## start Given data
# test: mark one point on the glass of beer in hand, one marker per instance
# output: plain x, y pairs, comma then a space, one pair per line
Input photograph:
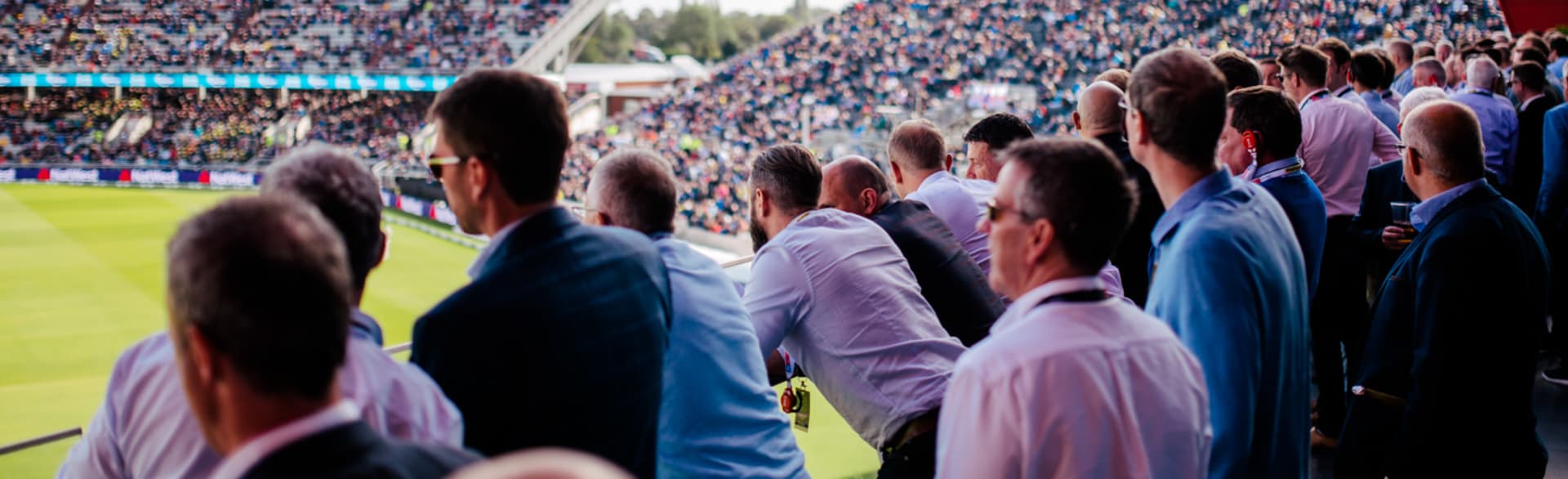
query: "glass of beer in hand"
1401, 211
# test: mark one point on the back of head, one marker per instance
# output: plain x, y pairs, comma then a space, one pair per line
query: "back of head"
264, 280
1271, 115
1000, 129
1116, 76
1481, 73
1099, 107
1431, 68
1530, 76
1446, 134
918, 145
635, 189
1418, 98
347, 194
1237, 69
858, 175
511, 121
1305, 63
1402, 51
1390, 69
791, 177
1079, 187
1181, 100
1338, 51
1368, 69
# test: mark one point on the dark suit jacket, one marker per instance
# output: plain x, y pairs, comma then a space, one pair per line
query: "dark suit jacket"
1385, 184
557, 342
1528, 163
951, 280
1133, 253
356, 451
1454, 334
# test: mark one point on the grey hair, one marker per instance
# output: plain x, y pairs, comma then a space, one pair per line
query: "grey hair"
635, 189
1481, 73
1418, 98
347, 194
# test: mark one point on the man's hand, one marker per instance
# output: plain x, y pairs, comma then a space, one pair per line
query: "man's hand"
1394, 238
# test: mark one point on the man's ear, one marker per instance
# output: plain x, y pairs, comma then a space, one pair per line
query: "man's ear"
1043, 238
867, 201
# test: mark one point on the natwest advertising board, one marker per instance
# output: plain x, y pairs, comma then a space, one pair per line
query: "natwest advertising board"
132, 177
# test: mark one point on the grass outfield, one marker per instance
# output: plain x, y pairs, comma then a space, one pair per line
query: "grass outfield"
82, 279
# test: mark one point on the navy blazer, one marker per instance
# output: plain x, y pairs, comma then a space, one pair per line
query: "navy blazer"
557, 342
356, 451
1450, 354
951, 280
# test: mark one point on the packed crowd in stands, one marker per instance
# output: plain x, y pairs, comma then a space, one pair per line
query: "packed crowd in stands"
920, 56
281, 37
1236, 269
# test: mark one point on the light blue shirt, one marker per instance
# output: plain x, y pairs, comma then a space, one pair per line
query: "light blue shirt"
1380, 109
1499, 129
838, 294
961, 204
1230, 280
1429, 209
719, 415
145, 426
1404, 82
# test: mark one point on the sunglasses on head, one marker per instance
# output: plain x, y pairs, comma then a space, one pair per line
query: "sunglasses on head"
433, 163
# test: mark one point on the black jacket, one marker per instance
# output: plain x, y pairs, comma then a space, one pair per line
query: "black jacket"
1528, 162
1454, 337
951, 280
557, 342
356, 451
1133, 253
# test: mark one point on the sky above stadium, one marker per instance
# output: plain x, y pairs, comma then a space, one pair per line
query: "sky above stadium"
753, 7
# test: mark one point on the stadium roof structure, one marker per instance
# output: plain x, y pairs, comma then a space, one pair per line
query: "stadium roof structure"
1534, 15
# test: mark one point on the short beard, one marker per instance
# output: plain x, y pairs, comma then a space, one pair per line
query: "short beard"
758, 236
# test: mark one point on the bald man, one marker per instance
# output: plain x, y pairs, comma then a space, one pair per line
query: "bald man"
1099, 117
949, 279
1437, 382
921, 172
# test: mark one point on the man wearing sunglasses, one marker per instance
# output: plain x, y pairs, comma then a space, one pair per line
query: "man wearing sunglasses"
1227, 272
1027, 401
560, 338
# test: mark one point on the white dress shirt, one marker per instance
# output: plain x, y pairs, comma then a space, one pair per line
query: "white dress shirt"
257, 448
145, 428
1075, 390
836, 293
960, 203
1339, 143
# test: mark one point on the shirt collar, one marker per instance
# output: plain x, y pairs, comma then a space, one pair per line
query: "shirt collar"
1426, 211
1213, 184
1526, 104
1312, 96
1276, 165
259, 448
1018, 310
490, 248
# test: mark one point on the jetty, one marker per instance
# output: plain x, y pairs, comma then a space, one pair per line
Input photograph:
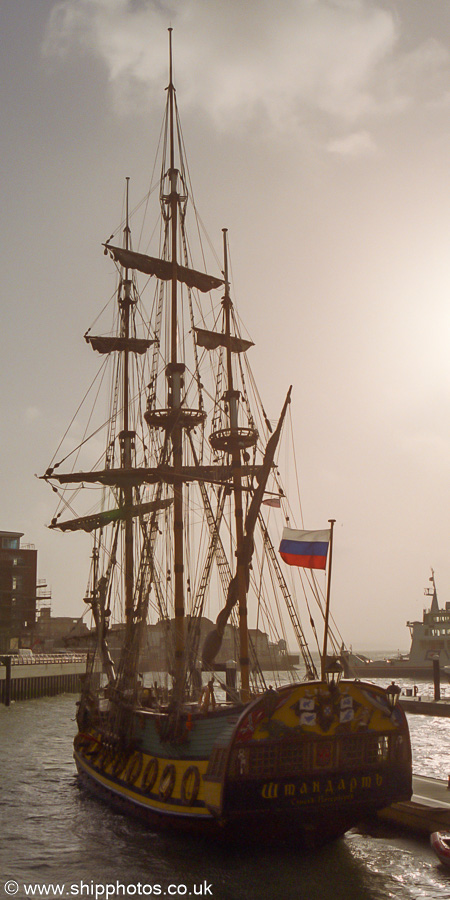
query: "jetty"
420, 707
427, 811
41, 675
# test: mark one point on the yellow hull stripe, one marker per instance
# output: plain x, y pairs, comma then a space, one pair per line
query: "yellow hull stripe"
151, 802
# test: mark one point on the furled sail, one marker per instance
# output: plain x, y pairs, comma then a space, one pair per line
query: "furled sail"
99, 520
108, 344
211, 340
162, 268
166, 474
213, 640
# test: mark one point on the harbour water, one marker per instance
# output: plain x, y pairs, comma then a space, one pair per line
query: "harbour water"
58, 841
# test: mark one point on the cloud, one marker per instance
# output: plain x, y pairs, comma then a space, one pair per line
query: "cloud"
280, 64
31, 413
359, 143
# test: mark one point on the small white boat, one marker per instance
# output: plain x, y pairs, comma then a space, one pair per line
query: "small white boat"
440, 842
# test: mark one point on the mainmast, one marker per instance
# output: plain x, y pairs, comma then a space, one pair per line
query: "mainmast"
174, 374
126, 436
232, 397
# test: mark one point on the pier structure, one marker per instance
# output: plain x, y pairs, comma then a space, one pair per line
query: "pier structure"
41, 675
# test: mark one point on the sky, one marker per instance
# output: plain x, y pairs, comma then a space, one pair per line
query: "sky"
318, 133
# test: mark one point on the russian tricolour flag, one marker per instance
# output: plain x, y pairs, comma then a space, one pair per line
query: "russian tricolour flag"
305, 548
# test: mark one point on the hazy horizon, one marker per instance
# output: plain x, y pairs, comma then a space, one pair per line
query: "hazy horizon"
318, 133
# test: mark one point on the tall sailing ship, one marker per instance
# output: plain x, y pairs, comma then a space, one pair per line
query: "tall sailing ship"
187, 517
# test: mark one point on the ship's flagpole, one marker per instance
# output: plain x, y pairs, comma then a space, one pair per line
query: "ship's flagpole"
327, 607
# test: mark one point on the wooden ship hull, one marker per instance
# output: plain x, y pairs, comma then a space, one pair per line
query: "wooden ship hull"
307, 760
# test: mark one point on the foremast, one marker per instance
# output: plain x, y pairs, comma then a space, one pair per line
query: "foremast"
232, 397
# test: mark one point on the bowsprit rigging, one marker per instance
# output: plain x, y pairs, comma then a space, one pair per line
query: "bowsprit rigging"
185, 529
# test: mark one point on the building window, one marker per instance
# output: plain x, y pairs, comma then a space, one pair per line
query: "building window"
10, 543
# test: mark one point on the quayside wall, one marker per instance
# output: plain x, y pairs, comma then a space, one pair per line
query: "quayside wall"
40, 676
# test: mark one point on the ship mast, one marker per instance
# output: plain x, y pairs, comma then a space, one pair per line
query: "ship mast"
174, 374
127, 436
232, 397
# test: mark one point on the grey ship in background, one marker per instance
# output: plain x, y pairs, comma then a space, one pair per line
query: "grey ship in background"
430, 640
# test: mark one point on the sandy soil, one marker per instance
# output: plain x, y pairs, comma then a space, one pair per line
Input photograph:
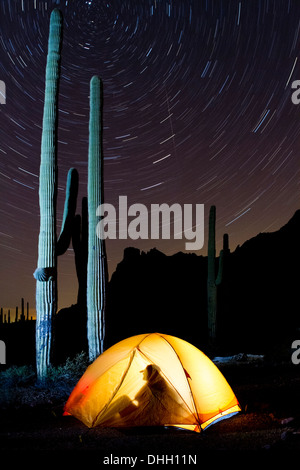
## end Given data
# Written exercise:
Return each line of the records that contains the string "blue". Case counts.

# The completed task:
# test: mark one point on the light blue shirt, one marker per instance
query: "light blue shirt"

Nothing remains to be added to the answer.